[Shape labeling records]

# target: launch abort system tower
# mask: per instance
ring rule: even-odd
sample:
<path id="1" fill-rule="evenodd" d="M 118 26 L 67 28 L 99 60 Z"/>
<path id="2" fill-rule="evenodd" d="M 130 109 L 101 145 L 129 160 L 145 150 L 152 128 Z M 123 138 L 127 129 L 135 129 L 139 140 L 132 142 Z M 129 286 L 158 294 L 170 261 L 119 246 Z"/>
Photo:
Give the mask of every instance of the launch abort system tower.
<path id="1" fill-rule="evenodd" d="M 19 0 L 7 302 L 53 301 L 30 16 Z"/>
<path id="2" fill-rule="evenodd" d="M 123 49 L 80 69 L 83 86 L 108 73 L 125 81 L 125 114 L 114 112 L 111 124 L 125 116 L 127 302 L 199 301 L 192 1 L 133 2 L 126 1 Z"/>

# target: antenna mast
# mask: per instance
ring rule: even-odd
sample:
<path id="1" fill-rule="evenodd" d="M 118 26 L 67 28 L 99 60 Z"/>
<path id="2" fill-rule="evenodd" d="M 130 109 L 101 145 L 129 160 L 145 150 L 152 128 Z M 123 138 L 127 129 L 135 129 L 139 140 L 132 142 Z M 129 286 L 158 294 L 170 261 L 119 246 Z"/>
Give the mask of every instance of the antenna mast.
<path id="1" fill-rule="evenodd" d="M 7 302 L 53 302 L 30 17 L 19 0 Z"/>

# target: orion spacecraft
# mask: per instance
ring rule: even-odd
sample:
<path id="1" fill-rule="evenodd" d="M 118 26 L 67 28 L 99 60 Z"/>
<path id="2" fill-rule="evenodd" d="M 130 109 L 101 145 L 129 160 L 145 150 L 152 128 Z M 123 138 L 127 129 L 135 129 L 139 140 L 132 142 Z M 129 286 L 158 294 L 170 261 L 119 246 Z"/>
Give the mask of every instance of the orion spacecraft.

◆ **TASK**
Return every line of the entries from the beginning through the line containing "302 L 53 302", including both of those ends. Copy each line verbatim.

◆ **SOLUTION**
# target: launch abort system tower
# mask: per instance
ring rule: even-odd
sample:
<path id="1" fill-rule="evenodd" d="M 118 26 L 67 28 L 99 60 Z"/>
<path id="2" fill-rule="evenodd" d="M 130 109 L 101 145 L 129 160 L 145 150 L 152 128 Z M 123 138 L 127 129 L 135 129 L 139 140 L 132 142 Z M 129 286 L 158 294 L 170 261 L 119 246 Z"/>
Photo:
Give the mask of every instance of the launch abort system tower.
<path id="1" fill-rule="evenodd" d="M 19 0 L 7 302 L 53 301 L 30 16 Z"/>
<path id="2" fill-rule="evenodd" d="M 123 49 L 80 69 L 83 86 L 108 73 L 125 81 L 125 114 L 114 112 L 111 124 L 125 116 L 127 302 L 199 301 L 192 1 L 133 2 L 126 1 Z"/>

# target: antenna mast
# mask: per instance
ring rule: even-odd
sample:
<path id="1" fill-rule="evenodd" d="M 118 26 L 67 28 L 99 60 Z"/>
<path id="2" fill-rule="evenodd" d="M 130 109 L 101 145 L 129 160 L 145 150 L 152 128 Z M 123 138 L 127 129 L 135 129 L 139 140 L 132 142 Z M 129 286 L 158 294 L 170 261 L 119 246 Z"/>
Give the mask of every instance of the antenna mast.
<path id="1" fill-rule="evenodd" d="M 7 302 L 53 302 L 30 17 L 19 0 Z"/>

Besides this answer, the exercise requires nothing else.